- [Page]
↓
Unpublished Disposition, 888 F.2d 1394 (9th Cir. 1989)Annotate this Case
UNITED STATES of America,Plaintiff-Appellee,v.Oscar Misael VELAZQUEZ, Defendant-Appellant.
United States Court of Appeals, Ninth Circuit.
Submitted Oct. 4, 1989.* Decided Nov. 6, 1989.
James A. Redden, District Judge, Presiding
Before FLETCHER, FERGUSON, and FERNANDEZ, Circuit Judges.
Defendant-Appellant, Oscar Misael Velazquez, appeals the district court's imposition of a sentence of ten years with no eligibility for parole, followed by a special parole term of four years. We affirm.
Velazquez was sentenced following his plea of guilty on one count of distribution of heroin, a Class B felony. The statute required a sentence for this violation of between five and forty years in prison with no eligibility for parole, followed by a special parole term of four years to life. 21 U.S.C. § 841(a) (1) and 841(b) (1) (B) (i). Under the statute, the judge may also impose a fine.
↑
- [Dataset entries]
↓
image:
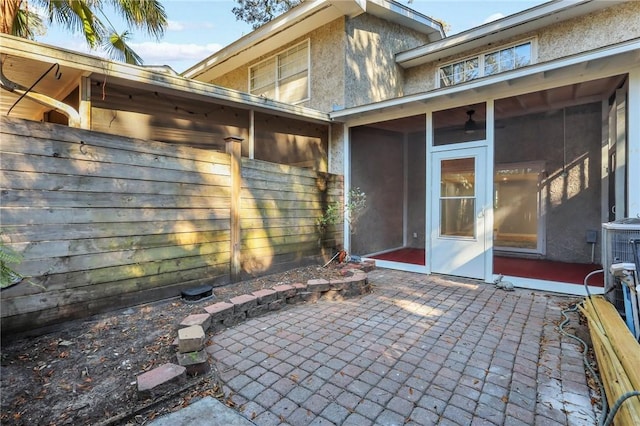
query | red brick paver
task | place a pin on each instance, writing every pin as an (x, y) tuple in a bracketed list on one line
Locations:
[(418, 350)]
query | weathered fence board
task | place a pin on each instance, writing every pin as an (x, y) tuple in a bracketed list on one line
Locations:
[(105, 222)]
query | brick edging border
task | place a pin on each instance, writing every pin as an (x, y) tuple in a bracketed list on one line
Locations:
[(192, 357)]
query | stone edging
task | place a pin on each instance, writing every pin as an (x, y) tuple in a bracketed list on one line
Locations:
[(192, 357)]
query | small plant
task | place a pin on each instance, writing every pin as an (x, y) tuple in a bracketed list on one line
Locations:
[(353, 209), (8, 276)]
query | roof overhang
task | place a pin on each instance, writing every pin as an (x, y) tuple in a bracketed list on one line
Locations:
[(25, 61), (302, 19), (604, 62), (511, 26)]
↑
- [Short task A] Rewrite the paragraph of the ruling that begins "Velazquez was sentenced following his plea" as a short bulleted list, keeping its main facts.
- [Short task B] According to the ruling, which district judge presided over the case?
The rows are separate material from the ruling.

- [Result A]
- Velazquez was sentenced after pleading guilty to one count of heroin distribution, a Class B felony.
- The statute, 21 U.S.C. § 841(a)(1) and 841(b)(1)(B)(i), required five to forty years in prison with no parole eligibility.
- The prison term had to be followed by a special parole term of four years to life.
- The judge could also impose a fine.

- [Result B] James A. Redden